Arrange every line of the records below as a JSON list of strings, with one string per line and blank lines omitted.

**Records of labeled boxes**
● ● ● ● ● ● ●

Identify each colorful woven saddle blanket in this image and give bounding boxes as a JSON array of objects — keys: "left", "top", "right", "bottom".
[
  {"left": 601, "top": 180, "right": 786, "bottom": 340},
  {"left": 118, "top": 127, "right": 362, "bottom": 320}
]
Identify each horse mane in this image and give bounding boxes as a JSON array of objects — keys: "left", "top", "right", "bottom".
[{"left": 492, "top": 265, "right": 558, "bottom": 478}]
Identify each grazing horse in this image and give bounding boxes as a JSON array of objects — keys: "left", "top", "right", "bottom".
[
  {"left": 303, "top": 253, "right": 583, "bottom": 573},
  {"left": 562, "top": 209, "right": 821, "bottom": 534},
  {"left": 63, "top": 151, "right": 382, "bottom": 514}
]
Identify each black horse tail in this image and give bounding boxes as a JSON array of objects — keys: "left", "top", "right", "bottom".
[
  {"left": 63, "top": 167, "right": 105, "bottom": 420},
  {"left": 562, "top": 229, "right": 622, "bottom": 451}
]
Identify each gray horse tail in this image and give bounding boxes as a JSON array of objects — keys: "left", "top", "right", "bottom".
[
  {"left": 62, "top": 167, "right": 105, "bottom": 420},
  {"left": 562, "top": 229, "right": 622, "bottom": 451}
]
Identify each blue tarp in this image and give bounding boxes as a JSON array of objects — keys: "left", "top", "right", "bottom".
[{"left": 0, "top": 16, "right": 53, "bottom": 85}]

● ● ● ● ● ● ●

**WRITTEN ANSWER**
[
  "Identify each colorful woven saddle blanket in this image and give bounding boxes as a JSON array of objects — keys: \"left\", \"top\", \"right\", \"bottom\".",
  "[",
  "  {\"left\": 601, \"top\": 180, \"right\": 786, \"bottom\": 340},",
  "  {\"left\": 118, \"top\": 127, \"right\": 362, \"bottom\": 320}",
  "]",
  "Identify each horse mane in this image and give bounding boxes as a JSON array of objects — keys: \"left\", \"top\", \"right\", \"bottom\".",
  "[{\"left\": 492, \"top\": 265, \"right\": 558, \"bottom\": 478}]",
  "Identify each grazing horse in this image and give bounding boxes as a JSON array of objects — keys: \"left\", \"top\", \"right\", \"bottom\".",
  "[",
  "  {\"left\": 303, \"top\": 253, \"right\": 583, \"bottom\": 573},",
  "  {\"left\": 562, \"top\": 209, \"right\": 821, \"bottom\": 534},",
  "  {\"left\": 63, \"top\": 151, \"right\": 382, \"bottom\": 514}",
  "]",
  "Identify each black horse tail in this image and give bounding boxes as a JSON array of objects — keys: \"left\", \"top\", \"right\", \"bottom\".",
  "[",
  "  {\"left\": 63, \"top\": 167, \"right\": 105, \"bottom\": 420},",
  "  {\"left\": 562, \"top\": 229, \"right\": 622, \"bottom\": 451}",
  "]",
  "Identify each gray horse tail in this image and give bounding boxes as a JSON array of objects — keys: \"left\", \"top\", \"right\", \"bottom\".",
  "[",
  "  {\"left\": 62, \"top\": 167, \"right\": 105, \"bottom\": 420},",
  "  {\"left\": 562, \"top\": 229, \"right\": 622, \"bottom\": 451}",
  "]",
  "Identify each blue tarp in this image and give bounding boxes as a JSON array of objects — keys: \"left\", \"top\", \"right\", \"bottom\".",
  "[{\"left\": 0, \"top\": 16, \"right\": 53, \"bottom\": 85}]"
]